Excerpted text
Then, what are the thoughts of God? Particularly, beyond mere curiosity, I have to wonder what does God thinks of me. We need only look at the teachings of our father Founder and our personal experience to realize that the most Holy Trinity, our true Father, true Brother and true Friend, are thinking of only one thing for me:

To deny myself, to take up my cross (which is very much the same thing), and follow Jesus.

The truth is that happiness is ours only when we love and when we see that we are making a difference in the lives of others. This is our victory together with Christ, to give a testimony. Visible fruits, conversions and our own change will be the work of the Holy Spirit, with our modest cooperation and according to His plan sand His time. Jesus himself left us his example of how to deal with temptations and the conflicts of our passions. It suffices to follow him. He does not compromise his fidelity to the Father and to His Reign, and he remains faithful even to giving his life. It was precisely thus that he came to the fullness of life in the Resurrection.

Ironically, we also have the “ability” of cooperating with the devil (and we often use it!)

What he does when people are tempted is to begin to get their focus stronger and stronger on the one thing that he wants them to do. And so he fills their minds with that thing that they do not realize that they have bracketed out Christ in their life. How is this going to affect me? How is it going to affect the people around me? What’s this going to do for me tomorrow? Is this going to benefit me, or destroy me? How’s this going to affect my future? And so he gets us down to thinking only on the one thing: what do I want at this point? What do I need at this point? How can this gratify me now? This is just an example of our sad encounters with the devil.

Many times we repeat that we need a personal conversion or a personal encounter with God.   This was the case of Jeremiah.  He fell in love with the Lord: You have seduced me, Lord, and I have let myself be seduced; you have overpowered me: you were the stronger.  So falling in love with God and encountering His beauty is a pre-requisite to proclaiming the Gospel of joy.

Typically, in our meditations we overlook today’s last sentence of Jesus: The Son of Man will come with his angels in his Father’s glory, and then he will repay everyone according to his conduct. Again, maybe we are somehow victims of secularism, the ways of thinking and the lifestyles of the world. We do not tend to think of Heaven, our true and eternal home. We remain in the events of life, which can be trivial, tragic, and even monumental in nature, but the events themselves have little power. Instead, we should keep in mind these words of our father Founder, Fernando Rielo:

I look at the world and I see eternity. I eternalize all the acts in my life. I would like all of them to be eternal, that any single act, even the least of them, would endure in the permanent memory and the life of generations to come (FEB 25, 1973).

Adorn yourselves with the attributes symbolically expressed by the Beatitudes, which are the certificates of your eternity (DEC 5, 1981).

Yes, this life is about the meaning of eternal life. This life only makes sense in the context of heaven. That is for basically all of us, whether we are Christian or not. Eternity has been encrusted, like a precious jewel, into our hearts (Ecclesiastes 3:11).

Listing
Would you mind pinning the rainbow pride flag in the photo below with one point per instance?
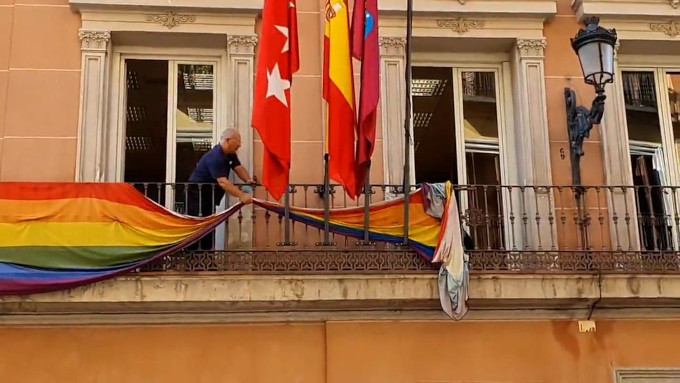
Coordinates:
(56, 236)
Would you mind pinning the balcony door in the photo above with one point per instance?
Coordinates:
(169, 125)
(456, 138)
(652, 105)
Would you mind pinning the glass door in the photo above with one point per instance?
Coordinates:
(169, 125)
(192, 125)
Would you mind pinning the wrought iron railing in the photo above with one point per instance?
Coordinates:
(507, 228)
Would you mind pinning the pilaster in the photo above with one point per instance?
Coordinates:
(94, 52)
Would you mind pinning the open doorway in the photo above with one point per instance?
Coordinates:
(169, 125)
(456, 138)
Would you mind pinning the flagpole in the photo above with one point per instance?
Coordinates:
(326, 203)
(407, 121)
(367, 205)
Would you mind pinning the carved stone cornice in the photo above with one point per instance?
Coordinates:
(392, 46)
(242, 44)
(460, 25)
(531, 47)
(170, 19)
(94, 40)
(670, 28)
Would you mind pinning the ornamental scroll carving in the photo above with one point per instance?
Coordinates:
(170, 19)
(242, 44)
(392, 46)
(670, 28)
(531, 48)
(460, 25)
(94, 40)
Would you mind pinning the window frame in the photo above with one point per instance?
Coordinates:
(499, 65)
(669, 155)
(483, 63)
(117, 105)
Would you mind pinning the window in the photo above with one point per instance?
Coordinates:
(652, 109)
(456, 138)
(169, 125)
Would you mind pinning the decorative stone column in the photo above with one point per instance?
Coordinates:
(94, 48)
(615, 146)
(533, 149)
(393, 98)
(241, 78)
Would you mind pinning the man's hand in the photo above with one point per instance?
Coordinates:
(246, 199)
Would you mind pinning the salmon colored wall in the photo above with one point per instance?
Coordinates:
(39, 90)
(400, 352)
(562, 69)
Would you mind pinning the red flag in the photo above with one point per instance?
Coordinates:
(365, 48)
(278, 59)
(338, 91)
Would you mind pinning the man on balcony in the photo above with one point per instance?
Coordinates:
(210, 180)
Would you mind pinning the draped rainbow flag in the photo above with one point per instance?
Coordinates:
(56, 236)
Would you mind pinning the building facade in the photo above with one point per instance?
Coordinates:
(136, 90)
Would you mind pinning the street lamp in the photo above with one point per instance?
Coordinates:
(594, 46)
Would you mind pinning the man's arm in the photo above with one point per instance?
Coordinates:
(242, 173)
(233, 190)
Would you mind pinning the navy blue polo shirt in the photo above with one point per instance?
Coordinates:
(213, 165)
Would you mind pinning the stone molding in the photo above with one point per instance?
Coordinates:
(460, 25)
(253, 298)
(242, 44)
(170, 19)
(531, 47)
(94, 40)
(392, 46)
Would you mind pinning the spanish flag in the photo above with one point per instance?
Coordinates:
(339, 95)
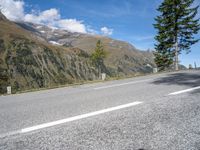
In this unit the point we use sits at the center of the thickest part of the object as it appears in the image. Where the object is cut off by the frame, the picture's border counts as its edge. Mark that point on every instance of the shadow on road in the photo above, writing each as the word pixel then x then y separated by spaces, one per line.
pixel 186 79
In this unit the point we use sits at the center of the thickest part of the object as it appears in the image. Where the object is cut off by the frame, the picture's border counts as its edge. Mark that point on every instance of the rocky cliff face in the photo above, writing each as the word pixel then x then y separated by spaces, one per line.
pixel 122 58
pixel 27 62
pixel 33 56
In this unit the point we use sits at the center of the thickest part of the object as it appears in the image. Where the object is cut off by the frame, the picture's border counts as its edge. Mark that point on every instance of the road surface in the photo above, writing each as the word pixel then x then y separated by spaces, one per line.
pixel 156 112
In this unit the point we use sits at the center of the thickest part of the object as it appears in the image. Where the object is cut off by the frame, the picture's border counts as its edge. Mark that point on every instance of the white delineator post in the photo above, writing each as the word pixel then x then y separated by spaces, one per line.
pixel 103 76
pixel 9 91
pixel 176 56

Task description
Duplicate the passage of the reflection above, starting with "Then, what are" and going on through "and follow Jesus.".

Solution
Then, what are the thoughts of God? Particularly, beyond mere curiosity, I have to wonder what does God thinks of me. We need only look at the teachings of our father Founder and our personal experience to realize that the most Holy Trinity, our true Father, true Brother and true Friend, are thinking of only one thing for me:

To deny myself, to take up my cross (which is very much the same thing), and follow Jesus.